Stored entries:
---+---

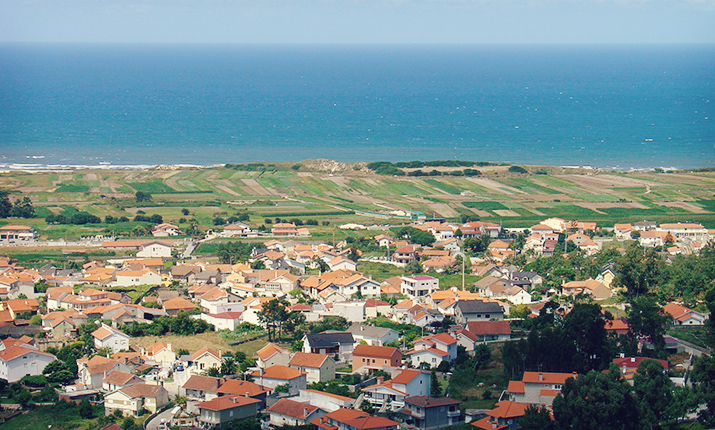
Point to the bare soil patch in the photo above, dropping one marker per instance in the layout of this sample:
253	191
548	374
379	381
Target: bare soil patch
505	212
683	205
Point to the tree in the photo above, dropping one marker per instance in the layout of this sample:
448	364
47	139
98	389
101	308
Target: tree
85	409
435	387
596	401
703	378
537	418
273	314
646	319
653	390
141	196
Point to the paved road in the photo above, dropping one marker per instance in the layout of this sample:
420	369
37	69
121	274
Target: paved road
155	423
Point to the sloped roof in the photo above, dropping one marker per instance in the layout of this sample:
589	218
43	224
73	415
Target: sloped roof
308	359
227	402
293	409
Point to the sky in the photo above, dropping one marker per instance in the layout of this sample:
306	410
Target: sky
358	21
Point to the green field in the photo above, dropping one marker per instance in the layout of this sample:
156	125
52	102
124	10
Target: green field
313	192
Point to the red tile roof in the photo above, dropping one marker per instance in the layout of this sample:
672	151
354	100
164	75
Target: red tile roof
227	402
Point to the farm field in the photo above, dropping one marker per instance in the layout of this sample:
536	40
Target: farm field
340	193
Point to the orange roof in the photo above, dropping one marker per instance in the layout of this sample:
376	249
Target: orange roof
279	372
205	350
241	388
516	387
178	303
294	409
268	351
547	377
227	402
308	359
405	376
507	409
375	351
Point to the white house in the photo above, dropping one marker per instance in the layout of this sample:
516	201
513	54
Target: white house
154	250
131	278
404	383
22	359
108	337
418	287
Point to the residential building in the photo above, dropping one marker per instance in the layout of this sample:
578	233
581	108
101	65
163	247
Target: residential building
318	367
277	375
487	331
272	354
370	358
477	310
222	410
404	383
433	350
432	413
538	388
373	335
21	359
132	400
338	344
108	337
503	417
418	287
351	419
292	413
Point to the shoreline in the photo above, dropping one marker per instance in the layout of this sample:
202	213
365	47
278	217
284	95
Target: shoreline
37	167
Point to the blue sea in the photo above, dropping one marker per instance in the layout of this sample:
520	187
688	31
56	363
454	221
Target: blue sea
608	106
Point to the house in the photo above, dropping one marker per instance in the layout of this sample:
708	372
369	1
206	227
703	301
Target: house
200	388
17	233
326	401
370	358
477	310
154	250
487	331
418	287
433	350
338	344
222	410
404	383
132	278
292	413
237	387
351	419
318	367
590	286
223	320
272	354
683	316
432	413
538	388
206	358
165	229
108	337
178	304
159	352
503	417
91	372
116	380
373	335
21	359
277	375
133	399
629	366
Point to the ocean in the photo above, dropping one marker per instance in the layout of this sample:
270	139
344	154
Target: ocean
605	106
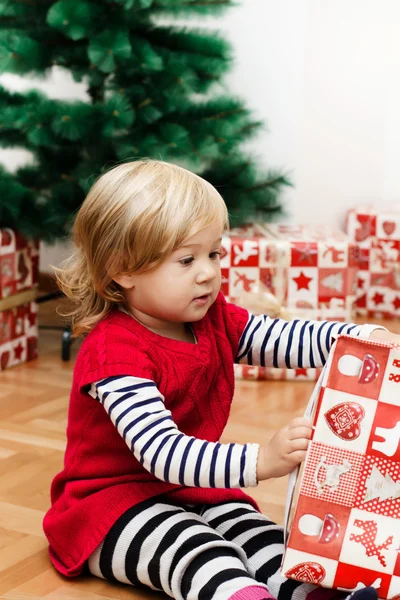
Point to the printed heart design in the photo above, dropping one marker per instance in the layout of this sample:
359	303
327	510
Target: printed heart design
362	232
223	252
389	227
309	572
5	238
5	357
344	420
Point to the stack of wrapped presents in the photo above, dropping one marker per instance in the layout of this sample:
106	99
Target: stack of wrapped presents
18	288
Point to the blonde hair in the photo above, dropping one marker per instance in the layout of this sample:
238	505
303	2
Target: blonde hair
133	217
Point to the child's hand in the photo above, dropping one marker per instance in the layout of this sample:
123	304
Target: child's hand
285	450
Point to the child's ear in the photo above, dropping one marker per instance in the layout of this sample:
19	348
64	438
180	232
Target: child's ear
125	281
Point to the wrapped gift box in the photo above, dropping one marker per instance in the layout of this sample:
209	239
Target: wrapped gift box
19	261
312	271
377	231
345	528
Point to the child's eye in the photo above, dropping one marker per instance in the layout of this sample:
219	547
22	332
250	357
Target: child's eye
187	261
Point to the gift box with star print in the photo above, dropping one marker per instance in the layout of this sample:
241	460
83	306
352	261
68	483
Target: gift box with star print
377	231
19	259
311	270
344	529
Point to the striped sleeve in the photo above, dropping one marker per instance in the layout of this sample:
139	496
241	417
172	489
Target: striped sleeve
137	410
294	344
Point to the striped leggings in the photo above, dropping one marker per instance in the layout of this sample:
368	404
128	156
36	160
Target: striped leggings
221	552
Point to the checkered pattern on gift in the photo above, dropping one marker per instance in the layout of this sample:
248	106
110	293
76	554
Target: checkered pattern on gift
347	512
332	474
19	263
306	268
18	335
377	231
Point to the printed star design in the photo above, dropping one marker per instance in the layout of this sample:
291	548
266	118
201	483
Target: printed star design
302	281
18	350
300	372
32	319
378	298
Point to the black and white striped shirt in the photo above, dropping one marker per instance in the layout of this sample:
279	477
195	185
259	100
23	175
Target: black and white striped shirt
137	408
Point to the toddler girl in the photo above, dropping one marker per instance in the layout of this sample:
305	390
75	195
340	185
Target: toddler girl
148	495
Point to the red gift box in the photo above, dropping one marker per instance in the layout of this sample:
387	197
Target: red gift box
311	270
19	260
345	529
377	231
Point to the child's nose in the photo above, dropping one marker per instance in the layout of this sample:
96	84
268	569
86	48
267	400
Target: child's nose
206	273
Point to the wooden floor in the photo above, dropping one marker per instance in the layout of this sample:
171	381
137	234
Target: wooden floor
33	408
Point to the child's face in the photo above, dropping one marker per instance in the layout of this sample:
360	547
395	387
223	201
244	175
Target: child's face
183	287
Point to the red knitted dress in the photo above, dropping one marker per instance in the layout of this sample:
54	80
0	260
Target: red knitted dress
101	478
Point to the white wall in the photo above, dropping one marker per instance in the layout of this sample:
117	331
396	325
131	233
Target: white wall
325	77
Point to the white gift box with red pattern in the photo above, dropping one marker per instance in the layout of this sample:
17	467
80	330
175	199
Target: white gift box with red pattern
345	528
19	259
311	270
377	231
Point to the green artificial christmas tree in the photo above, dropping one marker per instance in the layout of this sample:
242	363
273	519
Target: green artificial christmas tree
151	95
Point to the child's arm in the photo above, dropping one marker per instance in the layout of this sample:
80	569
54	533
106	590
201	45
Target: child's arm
293	344
137	410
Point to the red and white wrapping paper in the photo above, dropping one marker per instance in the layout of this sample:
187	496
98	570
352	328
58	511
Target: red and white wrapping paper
345	530
18	335
311	270
19	260
377	231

---+---

Task details:
Replicate the material above verbatim; images stay out of the copy.

Exercise output:
Point to the bare soil patch in the photo above, dropping one marker per instance in the layout of this sample:
253	191
548	374
379	381
Target: bare soil patch
505	212
683	205
Point to the tree in the photo above, dropping one marker per instance in the layout of this sample:
448	364
47	139
98	389
101	308
Target: tree
85	409
435	387
596	401
703	378
537	418
273	314
646	319
653	390
141	196
Point to the paved road in the photo above, dropping one marker per instance in the layout of this sample:
420	369
37	69
121	274
Target: paved road
155	423
Point to the sloped roof in the photo above, dropping one marker per instance in the layout of this sample:
589	218
43	224
73	415
Target: sloped roof
308	359
227	402
293	409
Point to the sky in the photo above, dropping one marker per instance in the layout of this sample:
306	410
Target: sky
358	21
Point to the green field in the photo above, dropping one marker per instance in the layout of this sample:
156	125
52	102
124	10
Target: green field
313	192
Point to the red tile roof in the photo above, dropping one marker per instance in the layout of this sample:
672	151
354	100
164	75
Target: red tile roof
227	402
Point to the farm field in the photo above, dropping one marker per instance in the layout of this sample:
536	40
Target: farm field
340	193
Point to the orange roof in the photo above, dropping one marker per instance in the layout of this sample:
376	249
Target: orange roof
279	372
205	350
241	388
516	387
178	303
294	409
268	351
547	377
227	402
308	359
405	376
507	409
375	351
Point to the white house in the photo above, dropping one marker per instance in the layout of this sample:
516	201
513	54
Target: white house
154	250
131	278
404	383
22	359
108	337
418	287
Point to the residential building in the photo above, dropping one marker per instance in the layout of this sample:
578	233
581	108
101	65
163	247
Target: residential building
318	367
277	375
487	331
272	354
370	358
477	310
222	410
404	383
433	350
432	413
538	388
373	335
21	359
132	400
338	344
108	337
503	417
418	287
351	419
292	413
Point to the shoreline in the photo above, dropping one marker per instance in the layout of this sample:
202	213
365	47
278	217
284	95
Target: shoreline
37	167
Point to the blue sea in the photo above, dropping one marker per instance in the layout of this sample:
520	187
688	31
56	363
454	221
Target: blue sea
608	106
Point to the house in the photo above, dropping one marker per instance in the layout of this sample:
708	372
369	1
206	227
703	301
Target: house
200	388
17	233
326	401
370	358
477	310
154	250
487	331
418	287
433	350
338	344
222	410
404	383
132	278
292	413
237	387
351	419
318	367
590	286
223	320
272	354
683	316
432	413
538	388
206	358
165	229
108	337
178	304
159	352
503	417
91	372
116	380
373	335
21	359
277	375
133	399
629	366
Point to the ocean in the photo above, dropping one marker per instance in the layout of this sample:
270	139
344	154
Target: ocean
605	106
Point to the printed heart design in the photo above, dropping one marker per instance in the layout of this sample:
359	303
327	510
Target: printed heart design
362	232
223	252
389	227
309	572
5	238
5	357
344	420
Point to the stack of wrapped presents in the photo above, dropping one marker per instance in the layout of this sample:
106	99
Target: stack of wrapped presents
18	288
Point to the blonde hair in the photo above, dropping one marker per instance in the layout of this sample:
238	505
303	2
Target: blonde hair
133	217
Point to the child's hand in the photo above, dropping one marker per instance in the layout of this sample:
123	304
Target: child's hand
285	450
Point to the child's ear in the photo above, dropping one marker per instance in the layout of this sample:
19	348
64	438
180	232
Target: child's ear
125	281
Point to the wrapped gift box in the photo above, dropping one marker per instance in the layout of this sample:
209	239
Target: wrapped gift box
19	261
312	271
377	231
345	528
Point to the child's eye in the photo above, dropping one marker per instance in the layout of this sample:
219	547
22	332
250	357
Target: child's eye
187	261
Point to the gift box with star print in the photo above, dropping one marker per instance in the layout of this sample:
241	460
83	306
352	261
68	483
Target: gift box with star print
377	231
19	259
311	270
344	529
Point to the striped sleeve in the photo above, dropping one marker per instance in the layout of this sample:
139	496
241	417
172	489
Target: striped sleeve
137	410
294	344
Point to the striped leggings in the photo above, dropping one marker per instance in the layout of this sample:
368	404
128	156
36	160
Target: striped leggings
221	552
Point to the checkered pattern on gift in the photo above, dropping one marker per instance in the layout of this sample:
248	106
110	293
76	554
Target: checkered pattern on gift
347	512
332	474
19	263
306	268
18	335
377	231
Point to the printed star design in the photo above, dropping one marker per instance in the layout of this sample:
291	548
266	118
201	483
Target: printed star design
302	281
18	350
300	372
32	319
378	298
Point to the black and white striped shirt in the photo above, dropping one marker per instance in the layout of this sample:
279	477
195	185
259	100
23	175
Target: black and white striped shirt
137	408
Point to the toddler girl in the photo above, dropping one marker per instance in the layout of this sample:
305	390
75	195
340	185
Target: toddler girl
148	495
Point to the red gift box in the photo above, dropping one marker per instance in the layout of this sample:
387	197
Target: red gift box
311	270
19	260
345	529
377	231
Point to the child's nose in the photo above, dropping one marker per instance in the layout of this sample:
96	84
268	569
86	48
267	400
Target: child's nose
206	273
Point to the wooden floor in the photo above, dropping one marker per instance in the layout of this sample:
171	381
137	234
Target: wooden floor
33	408
Point to the child's face in the photo above, dropping one marker per instance in the layout of this sample:
360	547
395	387
223	201
244	175
Target: child's face
183	287
Point to the red knitted dress in the photo above, dropping one marker per instance in the layout of this sample:
54	80
0	260
Target: red knitted dress
101	478
Point to the white wall in the photo above, dropping one marker per instance in the layout of this sample:
117	331
396	325
131	233
Target: white wall
325	77
Point to the white gift box with red pattern in the photo above, dropping one marker per instance in the layout of this sample:
17	467
80	330
175	199
Target: white gift box with red pattern
345	528
19	259
311	270
377	231
Point to the green artificial christmas tree in the photo above, dropping one marker per instance in the layout of this sample:
242	363
273	519
Target: green artificial christmas tree
151	95
Point to the child's arm in the photo above, dropping one marker per instance in the layout of this sample:
80	569
54	533
106	590
201	45
Target: child's arm
293	344
137	410
Point to the red and white wrapping paper in the photo above, dropping one marker per instance in the layout of this sample:
187	496
98	570
352	328
58	511
Target: red and white wrapping paper
345	530
18	335
311	270
19	260
377	231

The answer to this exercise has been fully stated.